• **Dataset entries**
::::

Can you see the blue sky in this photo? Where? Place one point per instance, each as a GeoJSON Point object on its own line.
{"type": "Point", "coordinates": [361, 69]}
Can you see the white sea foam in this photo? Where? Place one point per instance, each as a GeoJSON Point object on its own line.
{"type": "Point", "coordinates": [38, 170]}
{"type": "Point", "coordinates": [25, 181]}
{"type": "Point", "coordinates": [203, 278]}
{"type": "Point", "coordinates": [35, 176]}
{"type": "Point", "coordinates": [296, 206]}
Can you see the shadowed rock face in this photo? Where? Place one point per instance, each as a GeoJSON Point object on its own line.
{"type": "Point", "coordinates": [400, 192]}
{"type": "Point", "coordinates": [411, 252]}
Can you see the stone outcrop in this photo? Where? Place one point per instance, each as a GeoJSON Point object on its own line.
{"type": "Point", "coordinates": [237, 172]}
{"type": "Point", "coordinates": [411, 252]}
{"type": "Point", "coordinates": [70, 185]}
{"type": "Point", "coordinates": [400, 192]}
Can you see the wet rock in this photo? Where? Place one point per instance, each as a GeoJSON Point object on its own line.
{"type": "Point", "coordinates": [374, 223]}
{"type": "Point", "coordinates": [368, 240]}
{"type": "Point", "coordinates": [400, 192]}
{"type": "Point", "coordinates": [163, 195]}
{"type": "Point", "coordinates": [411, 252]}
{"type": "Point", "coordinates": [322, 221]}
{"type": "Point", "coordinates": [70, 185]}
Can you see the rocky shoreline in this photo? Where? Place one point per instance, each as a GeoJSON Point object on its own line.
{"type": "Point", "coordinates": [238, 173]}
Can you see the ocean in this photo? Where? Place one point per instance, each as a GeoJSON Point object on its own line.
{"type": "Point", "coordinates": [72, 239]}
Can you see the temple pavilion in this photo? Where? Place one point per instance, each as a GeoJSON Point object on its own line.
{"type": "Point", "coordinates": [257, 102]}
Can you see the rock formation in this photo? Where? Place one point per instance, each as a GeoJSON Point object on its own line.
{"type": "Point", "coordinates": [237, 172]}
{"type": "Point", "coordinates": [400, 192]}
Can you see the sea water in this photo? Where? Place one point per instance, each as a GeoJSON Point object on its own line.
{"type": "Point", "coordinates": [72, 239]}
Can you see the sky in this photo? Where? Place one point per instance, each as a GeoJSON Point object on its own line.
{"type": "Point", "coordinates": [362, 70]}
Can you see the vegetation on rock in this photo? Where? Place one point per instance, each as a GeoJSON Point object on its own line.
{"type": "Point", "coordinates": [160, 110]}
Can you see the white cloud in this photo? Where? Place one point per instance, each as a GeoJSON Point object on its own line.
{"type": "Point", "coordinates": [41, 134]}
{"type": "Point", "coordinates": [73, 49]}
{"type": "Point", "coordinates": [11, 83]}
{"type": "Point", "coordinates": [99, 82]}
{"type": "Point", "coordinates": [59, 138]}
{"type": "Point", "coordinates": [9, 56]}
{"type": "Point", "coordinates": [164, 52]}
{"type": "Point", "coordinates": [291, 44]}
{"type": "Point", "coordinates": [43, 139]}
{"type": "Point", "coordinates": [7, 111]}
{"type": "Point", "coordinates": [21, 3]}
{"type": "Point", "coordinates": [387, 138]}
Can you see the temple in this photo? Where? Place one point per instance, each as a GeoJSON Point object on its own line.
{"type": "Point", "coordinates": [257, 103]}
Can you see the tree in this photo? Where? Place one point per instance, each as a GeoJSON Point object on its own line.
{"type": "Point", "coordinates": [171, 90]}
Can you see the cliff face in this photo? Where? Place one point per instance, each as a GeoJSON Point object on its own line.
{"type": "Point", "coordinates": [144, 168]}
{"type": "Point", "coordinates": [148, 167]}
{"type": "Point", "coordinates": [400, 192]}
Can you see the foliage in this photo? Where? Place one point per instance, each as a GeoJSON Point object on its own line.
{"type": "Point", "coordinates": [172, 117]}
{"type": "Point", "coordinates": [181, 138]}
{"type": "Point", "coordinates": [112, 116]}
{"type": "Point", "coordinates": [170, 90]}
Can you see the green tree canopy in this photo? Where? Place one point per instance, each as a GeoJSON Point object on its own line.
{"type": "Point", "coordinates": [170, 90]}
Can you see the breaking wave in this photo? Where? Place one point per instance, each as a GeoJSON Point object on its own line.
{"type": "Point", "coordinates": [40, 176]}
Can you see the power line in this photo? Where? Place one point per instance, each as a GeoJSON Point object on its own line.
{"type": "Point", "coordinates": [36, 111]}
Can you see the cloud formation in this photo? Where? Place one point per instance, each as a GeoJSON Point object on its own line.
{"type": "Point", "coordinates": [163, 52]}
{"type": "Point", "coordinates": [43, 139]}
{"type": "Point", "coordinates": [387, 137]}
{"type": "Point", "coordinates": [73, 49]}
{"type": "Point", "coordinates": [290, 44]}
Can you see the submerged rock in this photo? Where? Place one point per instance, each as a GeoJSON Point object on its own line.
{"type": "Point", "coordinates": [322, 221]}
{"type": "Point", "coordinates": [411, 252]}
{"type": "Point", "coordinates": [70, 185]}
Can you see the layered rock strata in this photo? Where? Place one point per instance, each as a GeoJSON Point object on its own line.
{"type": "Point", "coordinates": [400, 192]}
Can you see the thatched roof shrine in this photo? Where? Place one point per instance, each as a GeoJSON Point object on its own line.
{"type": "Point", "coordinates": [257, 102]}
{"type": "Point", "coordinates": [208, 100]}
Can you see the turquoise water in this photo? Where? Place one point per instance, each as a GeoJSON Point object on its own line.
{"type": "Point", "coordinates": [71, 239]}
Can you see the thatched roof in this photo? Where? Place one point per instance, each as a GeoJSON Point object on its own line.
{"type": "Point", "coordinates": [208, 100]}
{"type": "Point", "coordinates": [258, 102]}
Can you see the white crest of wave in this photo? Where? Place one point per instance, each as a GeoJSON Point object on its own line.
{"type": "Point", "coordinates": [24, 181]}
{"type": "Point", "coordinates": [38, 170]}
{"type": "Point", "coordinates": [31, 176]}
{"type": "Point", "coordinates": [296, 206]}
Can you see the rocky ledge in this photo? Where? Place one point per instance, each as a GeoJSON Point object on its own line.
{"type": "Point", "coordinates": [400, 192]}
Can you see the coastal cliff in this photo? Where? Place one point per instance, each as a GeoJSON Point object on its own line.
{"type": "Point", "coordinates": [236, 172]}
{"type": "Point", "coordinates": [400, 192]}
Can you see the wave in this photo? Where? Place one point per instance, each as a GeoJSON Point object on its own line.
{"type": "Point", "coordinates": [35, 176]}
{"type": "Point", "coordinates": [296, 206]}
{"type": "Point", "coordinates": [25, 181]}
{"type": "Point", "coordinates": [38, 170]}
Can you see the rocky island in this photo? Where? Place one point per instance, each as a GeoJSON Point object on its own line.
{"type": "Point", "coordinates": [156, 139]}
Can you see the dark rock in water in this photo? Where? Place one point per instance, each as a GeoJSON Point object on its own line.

::::

• **Instructions for the task**
Could you print, exactly and with nothing else, the lines from the one containing "Can you see the thatched roof shrine" through the last line of the records above?

• **The completed task**
Can you see the thatched roof shrine in this photo? Where? Place one point per instance, each as a GeoJSON Point object on its own line.
{"type": "Point", "coordinates": [257, 102]}
{"type": "Point", "coordinates": [208, 100]}
Can you see the turquoise water in this photo? Where? Place one point per instance, each as a GeoJSON Point object on its own line.
{"type": "Point", "coordinates": [71, 239]}
Can you see the thatched roof in this photo? Where? Place one point per instance, each as a GeoJSON Point object on its own line.
{"type": "Point", "coordinates": [208, 100]}
{"type": "Point", "coordinates": [258, 102]}
Can you see the white crest of wave in this photo? Where? Place one point per instance, each as a GeoJSON Point object on its own line.
{"type": "Point", "coordinates": [24, 181]}
{"type": "Point", "coordinates": [38, 170]}
{"type": "Point", "coordinates": [31, 176]}
{"type": "Point", "coordinates": [296, 206]}
Can you see the rocky ledge in this photo? Where? Place one point per instance, each as a GeoJSON Point object on its own line.
{"type": "Point", "coordinates": [400, 192]}
Can you see the coastal cliff in this photo? Where? Place one point per instance, each as a GeoJSON Point object on its own line.
{"type": "Point", "coordinates": [236, 172]}
{"type": "Point", "coordinates": [400, 192]}
Can you see the wave in this photo? Where? Place one point per instance, each as a GeoJSON Point object on its own line.
{"type": "Point", "coordinates": [35, 176]}
{"type": "Point", "coordinates": [296, 206]}
{"type": "Point", "coordinates": [25, 181]}
{"type": "Point", "coordinates": [38, 170]}
Can you see the rocky island in this photo? Where? Place one point per instance, each as a GeoJSON Point object on its own line.
{"type": "Point", "coordinates": [156, 139]}
Can you see the dark rock in water in this photo? Where? Place one point per instance, each as a GeoJSON Point object on its own line.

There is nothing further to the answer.